**Passage**
--
Development discourse changes
The four UN Development Decades after 1960 sought to accelerate economic progress and improve social wellbeing. Unsurprisingly, for decades, there have been various debates in the development discourse on measuring progress.

The rise of neoliberal economic thinking, claiming to free markets, has instead mainly strengthened and extended private property rights. Rejecting Keynesian and development economics, both associated with state intervention, neoliberalism’s influence peaked around the turn of the century.

The so-called ‘Washington Consensus’ of US federal institutions from the 1980s also involved the Bretton Woods institutions, the International Monetary Fund (IMF) and World Bank, both headquartered in the American capital.

In 2000, the UN Secretariat drafted the Millennium Declaration. This, in turn, became the basis for the Millennium Development Goals which gave primacy to halving the number of poor. After all, who would object to reducing poverty. The poor were defined with reference to a poverty line, somewhat arbitrarily defined by the Bank.

Poverty fetish
Presuming money income to be a universal yardstick of wellbeing, this poverty measure has been challenged on various grounds. Most in poorer developing countries sense that much nuance and variation are lost in such measures, not only for poverty, but also for, say, hunger.

Anyone familiar with the varying significance, over time, of cash incomes and prices in most countries will be uncomfortable with such singular measures. But they are nonetheless much publicised and have implied continued progress until the Covid-19 pandemic.

Rejection of such singular poverty measures has led to multi-dimensional poverty indicators, typically to meet ‘basic needs’. While such ‘dashboard’ statistics offer more nuance, the continued desire for a single metric has led to the development, promotion and popularisation of composite indicators.
--
**Supplied data**
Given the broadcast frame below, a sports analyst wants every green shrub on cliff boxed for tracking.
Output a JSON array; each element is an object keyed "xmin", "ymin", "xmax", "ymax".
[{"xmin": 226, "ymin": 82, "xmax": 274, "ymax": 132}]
--
**Parts of the exercise**
A - Translate this sentence from the passage on development discourse into Spanish: "In 2000, the UN Secretariat drafted the Millennium Declaration."
B - According to the passage on development discourse, what did the Millennium Development Goals give primacy to?
C - Carry on the passage on development discourse and poverty measures from the point where it stops.

**Set of answers**
A - En 2000, la Secretaría de la ONU redactó la Declaración del Milenio.

B - Halving the number of poor.

C -
Worse, this has been typically accompanied by problematic ranking exercises using such composite indicators. Many have become obsessed with such ranking, instead of the underlying socio-economic processes and actual progress.

Blind neglect
Improving such metrics has thus become an end in itself, with little debate over such one-dimensional means of measuring progress. The consequent ‘tunnel vision’ has meant ignoring other measures and indicators of wellbeing.

In recent decades, instead of subsistence agriculture, cash crops have been promoted. Yet, all too many children of cash-poor subsistence farmers are nutritionally better fed and healthier than the offspring of monetarily better off cash crop or ‘commercial’ farmers.

Meanwhile, as cash incomes rise, those with diet-related NCDs have been growing. While life expectancy has risen in much of the world, healthy life expectancy has progressed less as ill health increasingly haunts the sunset years of longer lives.

Be careful what you wish for
Meanwhile, as poor countries get limited help in their efforts to adjust to global warming, rich countries’ focus on supporting mitigation efforts has included, inter alia, promoting ‘no-till agriculture’. Thus attributing greenhouse gas emissions implies corresponding mitigation efforts via greater herbicide use.

Maximising carbon sequestration in unploughed farm topsoil requires more reliance on typically toxic, if not carcinogenic pesticides, especially herbicides. But addressing global warming should not be at the expense of sustainable agriculture.

Similarly, imposing global carbon taxation will raise the price of, and reduce access to electricity for the ‘energy-poor’, who comprise a fifth of the world’s population. Rich countries subsidising affordable renewable energy for poor countries and people would resolve this dilemma.

Following the 2008-2009 global financial crisis, the UN proposed a Global Green New Deal (GGND) which included such cross-subsidisation by rich countries of sustainable development progress elsewhere.

The 2009 London G20 summit succeeded in raising more than the trillion dollars targeted. But the resources mainly went to strengthening the IMF, rather than for the GGND proposal. Thus, the finance fetish blocked a chance to revive world economic growth, with sustainable development gains for all.